* What you have to do: Since the copy must match the original, write out each record word for word, skipping only the pictures.

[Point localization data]
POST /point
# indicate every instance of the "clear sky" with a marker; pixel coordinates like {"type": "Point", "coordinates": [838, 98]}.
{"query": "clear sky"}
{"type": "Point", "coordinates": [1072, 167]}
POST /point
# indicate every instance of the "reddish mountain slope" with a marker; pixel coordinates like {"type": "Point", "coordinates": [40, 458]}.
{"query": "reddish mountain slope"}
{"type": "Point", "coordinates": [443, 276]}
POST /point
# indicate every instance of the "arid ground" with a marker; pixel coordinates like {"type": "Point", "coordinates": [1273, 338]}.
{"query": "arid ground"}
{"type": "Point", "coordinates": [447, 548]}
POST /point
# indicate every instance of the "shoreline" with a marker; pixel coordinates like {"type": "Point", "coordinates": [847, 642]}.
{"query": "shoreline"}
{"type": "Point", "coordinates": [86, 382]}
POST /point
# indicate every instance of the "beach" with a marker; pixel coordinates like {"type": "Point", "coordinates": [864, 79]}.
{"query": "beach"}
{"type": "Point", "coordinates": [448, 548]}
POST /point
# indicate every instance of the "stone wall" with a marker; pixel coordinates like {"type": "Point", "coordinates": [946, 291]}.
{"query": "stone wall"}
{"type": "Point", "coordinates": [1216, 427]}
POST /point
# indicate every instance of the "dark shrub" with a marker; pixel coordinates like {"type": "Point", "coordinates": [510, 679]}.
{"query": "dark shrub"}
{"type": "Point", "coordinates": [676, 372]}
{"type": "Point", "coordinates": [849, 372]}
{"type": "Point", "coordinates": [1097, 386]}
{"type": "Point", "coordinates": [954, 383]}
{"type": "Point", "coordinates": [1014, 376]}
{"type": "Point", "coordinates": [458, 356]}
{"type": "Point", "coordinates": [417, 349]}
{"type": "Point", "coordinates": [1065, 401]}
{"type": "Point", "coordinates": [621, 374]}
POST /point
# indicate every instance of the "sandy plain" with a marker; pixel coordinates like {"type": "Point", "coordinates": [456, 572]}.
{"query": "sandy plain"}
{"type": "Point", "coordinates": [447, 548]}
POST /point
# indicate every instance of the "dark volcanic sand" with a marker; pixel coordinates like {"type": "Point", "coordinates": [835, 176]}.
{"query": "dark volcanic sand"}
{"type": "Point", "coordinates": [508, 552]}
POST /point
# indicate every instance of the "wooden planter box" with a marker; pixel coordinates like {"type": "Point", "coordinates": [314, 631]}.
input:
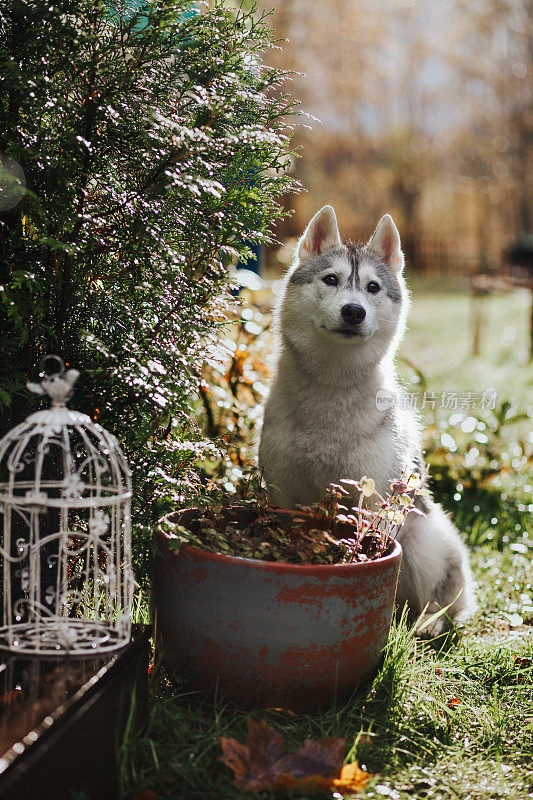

* Answer to the problem:
POST /point
# indicate every instance of the "clear sky" with a marker; pixel coordinates like {"type": "Point", "coordinates": [838, 98]}.
{"query": "clear sky"}
{"type": "Point", "coordinates": [1072, 167]}
POST /point
# indicate every instance of the "reddish mountain slope" with a marker; pixel coordinates like {"type": "Point", "coordinates": [40, 458]}.
{"query": "reddish mountain slope"}
{"type": "Point", "coordinates": [443, 276]}
POST /point
# indicate every instance of the "arid ground" with a marker; pixel coordinates like {"type": "Point", "coordinates": [1273, 338]}.
{"query": "arid ground"}
{"type": "Point", "coordinates": [447, 548]}
POST /point
# indicate every instance of the "shoreline" with a marker; pixel coordinates like {"type": "Point", "coordinates": [847, 642]}.
{"query": "shoreline"}
{"type": "Point", "coordinates": [86, 382]}
POST /point
# indicate every instance of the "beach" with a marker; pixel coordinates like {"type": "Point", "coordinates": [864, 79]}.
{"query": "beach"}
{"type": "Point", "coordinates": [448, 548]}
POST /point
# indicate every instance of the "stone wall" with a marker; pixel coordinates like {"type": "Point", "coordinates": [946, 291]}.
{"query": "stone wall"}
{"type": "Point", "coordinates": [1216, 427]}
POST /point
# indicate every instance of the "dark shrub" with a marker; pixel coordinates like {"type": "Point", "coordinates": [510, 679]}.
{"query": "dark shrub"}
{"type": "Point", "coordinates": [676, 372]}
{"type": "Point", "coordinates": [849, 372]}
{"type": "Point", "coordinates": [1097, 386]}
{"type": "Point", "coordinates": [954, 383]}
{"type": "Point", "coordinates": [1014, 376]}
{"type": "Point", "coordinates": [458, 356]}
{"type": "Point", "coordinates": [417, 349]}
{"type": "Point", "coordinates": [1065, 401]}
{"type": "Point", "coordinates": [621, 374]}
POST /point
# indicate every instance of the "sandy plain" with a marker; pixel coordinates like {"type": "Point", "coordinates": [456, 572]}.
{"query": "sandy plain"}
{"type": "Point", "coordinates": [447, 548]}
POST /point
# indicate every instance of the "dark volcanic sand" with a marker; pixel coordinates like {"type": "Point", "coordinates": [835, 176]}.
{"query": "dark volcanic sand"}
{"type": "Point", "coordinates": [508, 552]}
POST /point
# indicate every instance of the "wooden planter box" with a marker; pixel coordinates like {"type": "Point", "coordinates": [314, 631]}.
input:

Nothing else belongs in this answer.